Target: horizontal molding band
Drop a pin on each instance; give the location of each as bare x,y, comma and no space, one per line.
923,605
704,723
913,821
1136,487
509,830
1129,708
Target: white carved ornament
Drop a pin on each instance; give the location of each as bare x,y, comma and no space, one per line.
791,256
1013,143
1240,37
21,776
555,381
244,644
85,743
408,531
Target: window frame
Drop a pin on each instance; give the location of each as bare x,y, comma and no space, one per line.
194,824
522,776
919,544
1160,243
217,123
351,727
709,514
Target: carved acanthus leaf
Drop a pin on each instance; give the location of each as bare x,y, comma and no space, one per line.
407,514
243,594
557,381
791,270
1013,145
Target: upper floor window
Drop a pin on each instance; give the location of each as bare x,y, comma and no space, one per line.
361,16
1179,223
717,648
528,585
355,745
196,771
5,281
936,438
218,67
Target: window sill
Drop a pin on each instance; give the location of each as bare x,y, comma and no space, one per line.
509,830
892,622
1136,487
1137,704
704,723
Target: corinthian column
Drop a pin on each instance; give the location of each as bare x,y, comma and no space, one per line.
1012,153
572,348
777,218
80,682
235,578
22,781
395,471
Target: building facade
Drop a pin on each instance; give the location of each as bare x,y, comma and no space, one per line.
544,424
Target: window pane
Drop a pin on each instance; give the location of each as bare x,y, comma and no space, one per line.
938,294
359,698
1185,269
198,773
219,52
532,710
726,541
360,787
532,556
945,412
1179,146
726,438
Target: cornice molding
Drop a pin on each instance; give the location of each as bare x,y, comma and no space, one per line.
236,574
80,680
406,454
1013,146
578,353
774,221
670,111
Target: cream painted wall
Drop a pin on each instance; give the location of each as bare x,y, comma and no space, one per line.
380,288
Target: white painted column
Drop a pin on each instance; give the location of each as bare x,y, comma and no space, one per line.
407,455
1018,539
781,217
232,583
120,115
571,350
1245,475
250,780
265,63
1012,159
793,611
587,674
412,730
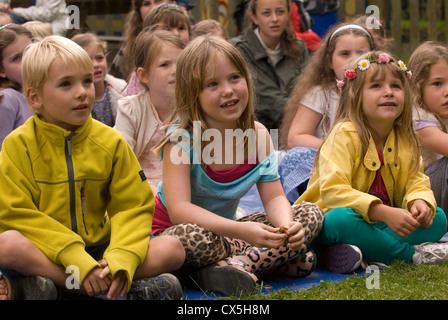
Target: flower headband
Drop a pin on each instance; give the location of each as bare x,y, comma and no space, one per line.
365,64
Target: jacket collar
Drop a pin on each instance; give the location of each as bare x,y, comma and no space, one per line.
57,135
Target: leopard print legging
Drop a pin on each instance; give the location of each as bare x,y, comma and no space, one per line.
204,247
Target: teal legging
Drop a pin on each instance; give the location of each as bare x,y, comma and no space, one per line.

---+---

§ WHAT TO WORK ON: Give the number of lines above containing the word "carved", with no other text.

§ SOLVED PROBLEM: 2